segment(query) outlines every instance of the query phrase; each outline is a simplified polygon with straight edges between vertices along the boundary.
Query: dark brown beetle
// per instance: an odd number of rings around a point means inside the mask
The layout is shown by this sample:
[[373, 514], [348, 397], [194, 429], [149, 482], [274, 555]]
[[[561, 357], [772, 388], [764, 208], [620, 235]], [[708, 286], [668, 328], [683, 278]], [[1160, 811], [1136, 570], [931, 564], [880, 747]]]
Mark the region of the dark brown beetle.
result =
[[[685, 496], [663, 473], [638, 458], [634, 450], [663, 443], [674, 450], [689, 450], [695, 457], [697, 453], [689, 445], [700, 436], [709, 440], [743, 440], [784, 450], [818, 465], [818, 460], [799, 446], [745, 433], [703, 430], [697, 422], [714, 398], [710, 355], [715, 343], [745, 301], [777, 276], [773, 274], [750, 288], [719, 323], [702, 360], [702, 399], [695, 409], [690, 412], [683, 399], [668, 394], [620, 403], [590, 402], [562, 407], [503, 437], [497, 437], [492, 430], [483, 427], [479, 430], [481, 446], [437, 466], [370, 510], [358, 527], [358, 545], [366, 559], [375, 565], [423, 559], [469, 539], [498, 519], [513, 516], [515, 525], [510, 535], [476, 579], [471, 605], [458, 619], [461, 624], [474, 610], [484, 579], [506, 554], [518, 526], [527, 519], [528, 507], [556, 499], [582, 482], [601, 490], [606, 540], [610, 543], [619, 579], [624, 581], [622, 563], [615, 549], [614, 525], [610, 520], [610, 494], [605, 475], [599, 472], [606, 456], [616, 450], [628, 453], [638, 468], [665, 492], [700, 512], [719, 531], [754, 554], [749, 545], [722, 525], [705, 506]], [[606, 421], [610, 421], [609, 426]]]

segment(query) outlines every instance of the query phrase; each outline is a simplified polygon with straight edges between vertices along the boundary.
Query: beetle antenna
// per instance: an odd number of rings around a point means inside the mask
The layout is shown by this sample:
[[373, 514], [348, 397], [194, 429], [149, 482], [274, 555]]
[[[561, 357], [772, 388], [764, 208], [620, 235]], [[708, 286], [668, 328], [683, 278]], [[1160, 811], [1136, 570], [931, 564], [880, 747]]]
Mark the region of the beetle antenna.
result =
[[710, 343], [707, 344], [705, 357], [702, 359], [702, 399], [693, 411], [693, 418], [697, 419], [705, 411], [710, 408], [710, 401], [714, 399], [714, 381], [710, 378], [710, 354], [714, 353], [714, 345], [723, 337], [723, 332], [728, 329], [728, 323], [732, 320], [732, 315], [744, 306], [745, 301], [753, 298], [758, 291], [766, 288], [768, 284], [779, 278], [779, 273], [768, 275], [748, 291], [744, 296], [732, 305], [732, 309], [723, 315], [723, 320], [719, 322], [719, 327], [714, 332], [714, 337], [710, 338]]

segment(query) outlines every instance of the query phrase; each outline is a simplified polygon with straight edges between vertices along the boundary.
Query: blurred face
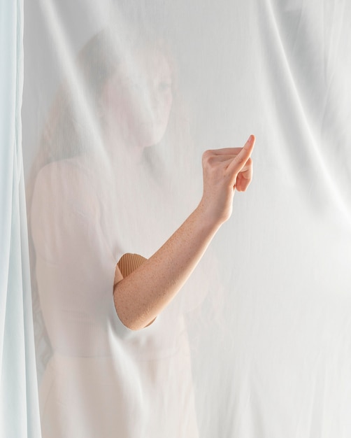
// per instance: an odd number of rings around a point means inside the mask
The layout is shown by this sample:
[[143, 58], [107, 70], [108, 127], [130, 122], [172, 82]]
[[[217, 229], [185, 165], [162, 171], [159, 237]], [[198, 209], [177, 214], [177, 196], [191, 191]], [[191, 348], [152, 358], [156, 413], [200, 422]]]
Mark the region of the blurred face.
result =
[[137, 51], [119, 66], [103, 92], [110, 127], [123, 140], [145, 148], [160, 141], [172, 105], [172, 78], [165, 57], [153, 49]]

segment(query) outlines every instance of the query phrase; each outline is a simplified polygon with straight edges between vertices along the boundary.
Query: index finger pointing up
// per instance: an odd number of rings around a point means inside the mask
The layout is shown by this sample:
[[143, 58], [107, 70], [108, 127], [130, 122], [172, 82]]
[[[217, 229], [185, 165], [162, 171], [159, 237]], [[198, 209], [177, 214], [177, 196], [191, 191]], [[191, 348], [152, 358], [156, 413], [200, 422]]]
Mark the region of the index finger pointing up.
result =
[[235, 181], [236, 175], [238, 175], [250, 158], [254, 148], [255, 140], [255, 136], [250, 135], [241, 150], [228, 166], [228, 171], [232, 174], [234, 181]]

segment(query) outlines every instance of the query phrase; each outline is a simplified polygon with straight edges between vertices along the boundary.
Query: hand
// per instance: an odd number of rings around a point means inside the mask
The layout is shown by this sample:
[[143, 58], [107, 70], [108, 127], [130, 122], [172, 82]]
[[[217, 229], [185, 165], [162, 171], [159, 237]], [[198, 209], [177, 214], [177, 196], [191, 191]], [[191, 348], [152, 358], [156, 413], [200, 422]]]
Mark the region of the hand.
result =
[[235, 189], [245, 192], [252, 178], [250, 158], [255, 138], [250, 136], [243, 148], [206, 150], [202, 156], [203, 195], [200, 206], [210, 220], [219, 224], [231, 214]]

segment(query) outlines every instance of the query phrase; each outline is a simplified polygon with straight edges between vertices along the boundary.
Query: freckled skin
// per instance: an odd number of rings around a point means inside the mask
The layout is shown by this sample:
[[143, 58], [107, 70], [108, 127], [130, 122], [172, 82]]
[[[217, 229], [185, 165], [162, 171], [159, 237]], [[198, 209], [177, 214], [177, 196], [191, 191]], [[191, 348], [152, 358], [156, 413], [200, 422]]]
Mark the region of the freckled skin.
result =
[[116, 267], [113, 297], [121, 321], [133, 330], [148, 325], [171, 301], [229, 219], [235, 190], [252, 178], [255, 136], [243, 148], [207, 150], [202, 160], [203, 193], [196, 209], [147, 261], [123, 278]]

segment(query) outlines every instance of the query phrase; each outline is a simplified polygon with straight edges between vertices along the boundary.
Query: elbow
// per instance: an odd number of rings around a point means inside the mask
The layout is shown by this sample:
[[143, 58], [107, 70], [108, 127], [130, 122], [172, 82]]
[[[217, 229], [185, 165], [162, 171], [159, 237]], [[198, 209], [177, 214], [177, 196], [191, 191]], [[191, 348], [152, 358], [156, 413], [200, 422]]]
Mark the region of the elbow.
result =
[[129, 330], [142, 330], [152, 324], [156, 319], [156, 316], [150, 316], [145, 312], [145, 306], [124, 299], [122, 294], [116, 292], [116, 288], [113, 293], [113, 301], [118, 319]]

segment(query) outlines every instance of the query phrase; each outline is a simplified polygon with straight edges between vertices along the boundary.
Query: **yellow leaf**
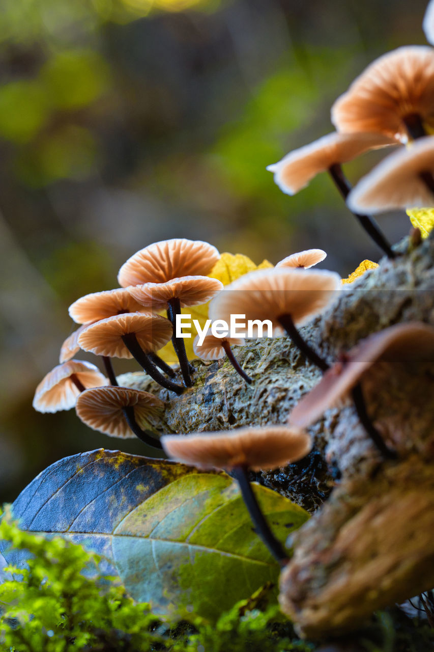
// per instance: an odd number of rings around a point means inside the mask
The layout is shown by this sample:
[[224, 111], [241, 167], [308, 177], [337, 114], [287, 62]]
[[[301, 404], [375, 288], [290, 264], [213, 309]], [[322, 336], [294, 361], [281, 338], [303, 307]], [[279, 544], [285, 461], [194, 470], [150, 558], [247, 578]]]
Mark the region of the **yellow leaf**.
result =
□ □ □
§ **REQUEST**
Reproduce every entry above with each "Mark the region of" changed to "Outline", leaving all other text as it is. Omit the pictures.

§ **REPLY TO THE TASK**
segment(query) outlines every instance of the query phrase; each outline is a simplified polygon with straight edges between vertices along the boundary.
Query: dark brown beetle
// per instance: an odd number of rings around a point means inside the mask
The layout is shown by this sample:
[[373, 514], [348, 397], [194, 429], [149, 482], [274, 555]]
[[[561, 357], [772, 388], [764, 208], [620, 235]], [[708, 286], [668, 328], [683, 278]], [[1160, 811], [1136, 570], [931, 564], [880, 747]]]
Outline the dark brown beetle.
result =
[[[685, 496], [663, 473], [638, 458], [634, 450], [663, 443], [674, 450], [689, 450], [695, 457], [697, 453], [689, 445], [700, 436], [709, 440], [743, 440], [784, 450], [818, 465], [818, 460], [799, 446], [745, 433], [703, 430], [697, 422], [714, 398], [710, 355], [715, 343], [745, 301], [777, 276], [773, 274], [750, 288], [719, 323], [702, 360], [702, 399], [695, 409], [690, 412], [683, 399], [668, 394], [620, 403], [590, 402], [562, 407], [503, 437], [497, 437], [492, 430], [483, 427], [479, 430], [481, 446], [437, 466], [370, 510], [358, 527], [358, 545], [366, 559], [375, 565], [423, 559], [469, 539], [498, 519], [513, 516], [515, 525], [510, 535], [476, 579], [471, 605], [458, 619], [461, 624], [474, 610], [484, 579], [506, 554], [518, 526], [527, 519], [528, 507], [556, 499], [582, 482], [601, 490], [606, 540], [610, 543], [619, 579], [624, 581], [622, 563], [615, 549], [614, 525], [610, 520], [610, 494], [605, 475], [599, 472], [606, 456], [616, 450], [628, 453], [638, 468], [665, 492], [700, 512], [719, 531], [754, 554], [749, 545], [722, 525], [705, 506]], [[606, 421], [610, 421], [609, 426]]]

segment(query) outlines every instance of the query phrase; each outline is a simplified polygon with straight edges between vertices along the boundary.
Query: beetle antenna
// per instance: an odd number of rings around a point means inside the mask
The layout is shown by this sample:
[[373, 514], [348, 397], [194, 429], [149, 482], [274, 555]]
[[[561, 357], [772, 388], [764, 208], [620, 235]], [[708, 286], [668, 328], [683, 278]], [[1160, 811], [1136, 570], [931, 564], [880, 747]]]
Outline the beetle antenna.
result =
[[710, 343], [707, 344], [705, 357], [702, 359], [702, 399], [693, 411], [693, 418], [697, 419], [705, 411], [710, 408], [710, 401], [714, 399], [714, 381], [710, 378], [710, 354], [714, 353], [714, 345], [723, 337], [723, 332], [728, 329], [728, 323], [732, 320], [732, 315], [744, 306], [745, 301], [753, 298], [758, 291], [766, 288], [768, 284], [779, 278], [779, 273], [768, 275], [748, 291], [744, 296], [732, 305], [732, 309], [723, 315], [723, 320], [719, 322], [719, 327], [714, 332], [714, 337], [710, 338]]

segment(query) outlines every instance of the query phrase; each outline is a simplified polygon with straight edges between vertices along the boundary.
Query: blurred face
// per instance: an odd number of rings around a point means inside the mask
The layout is shown by this sample:
[[143, 58], [107, 70], [108, 127], [130, 122], [172, 82]]
[[[217, 229], [185, 165], [162, 171], [159, 237]], [[198, 209], [177, 214], [177, 196], [191, 191]], [[191, 348], [152, 358], [156, 413], [200, 422]]]
Outline the blurred face.
result =
[[137, 51], [119, 66], [103, 92], [110, 127], [123, 140], [145, 148], [160, 141], [172, 105], [172, 78], [165, 57], [153, 49]]

segment(query) outlines every instance of the query phrase; each outline is a simplified polygon with straight edges between vertices along the boundary.
Query: index finger pointing up
// per instance: an odd number of rings around a point means inside the mask
The layout is shown by this sample:
[[143, 58], [107, 70], [108, 127], [130, 122], [172, 82]]
[[[217, 229], [185, 165], [162, 171], [159, 237]], [[198, 209], [177, 214], [177, 196], [191, 191]], [[191, 348], [152, 358], [156, 413], [200, 422]]]
Outline the index finger pointing up.
result =
[[235, 181], [236, 175], [238, 175], [250, 158], [254, 148], [255, 140], [255, 136], [250, 135], [241, 150], [228, 166], [228, 171], [232, 174], [234, 181]]

segment(query) outlines every instance of the query phrase; each outline is a simplified polygon with straight edges between vertices along the boundary.
Query: hand
// per instance: an odd number of rings around a point means inside the mask
The layout is shown by this sample:
[[143, 58], [107, 70], [108, 127], [130, 122], [172, 82]]
[[[217, 229], [185, 165], [162, 171], [159, 237]], [[198, 209], [177, 214], [177, 196], [191, 191]], [[191, 348], [152, 358], [156, 413], [200, 422]]]
Outline the hand.
result =
[[235, 189], [245, 192], [252, 178], [250, 158], [255, 138], [250, 136], [243, 148], [206, 150], [202, 156], [203, 195], [200, 206], [210, 220], [219, 224], [231, 214]]

segment(query) outlines every instance of the query phrase; each outline is a simplified polygon with straight edges between vertices along the boundary.
Query: freckled skin
// per instance: an odd number of rings around a point means inside the mask
The layout is shown by this sample:
[[143, 58], [107, 70], [108, 127], [130, 122], [172, 82]]
[[[217, 229], [185, 165], [162, 171], [159, 237]], [[198, 209], [177, 214], [177, 196], [191, 191]], [[191, 348], [152, 358], [156, 413], [200, 422]]]
Outline the freckled skin.
result =
[[116, 267], [113, 297], [121, 321], [133, 330], [148, 325], [171, 301], [229, 219], [235, 190], [252, 178], [255, 136], [243, 148], [207, 150], [202, 160], [203, 193], [196, 209], [147, 261], [123, 278]]

segment(query) outlines every instance of the query phrase; each outline is a simplified polygon with straight edges between vertices along the boundary.
Query: elbow
// per instance: an odd number of rings around a point means inside the mask
The layout is shown by this sample:
[[143, 58], [107, 70], [108, 127], [130, 122], [172, 82]]
[[[217, 229], [185, 165], [162, 171], [159, 237]], [[198, 209], [177, 214], [177, 196], [191, 191]], [[191, 348], [152, 358], [156, 413], [200, 422]]]
Outline the elbow.
result =
[[129, 330], [142, 330], [152, 324], [156, 319], [156, 316], [150, 316], [145, 312], [145, 306], [124, 299], [122, 294], [116, 292], [116, 288], [113, 293], [113, 301], [118, 319]]

segment(query) outlines every instance of the query phrase; each outline is a simplified polygon with straight edges between vertices along the boundary.
Query: **yellow leaf**
// per instance: an odd number of rings around a point means inside the mask
The layout is shown by this sample:
[[224, 111], [241, 167], [308, 177], [337, 114], [287, 62]]
[[[301, 404], [375, 288], [290, 264], [213, 309]], [[322, 336], [294, 361], [281, 338], [303, 307]], [[279, 544], [285, 461], [194, 470], [150, 558], [247, 578]]]
Outline the **yellow leaf**.
result =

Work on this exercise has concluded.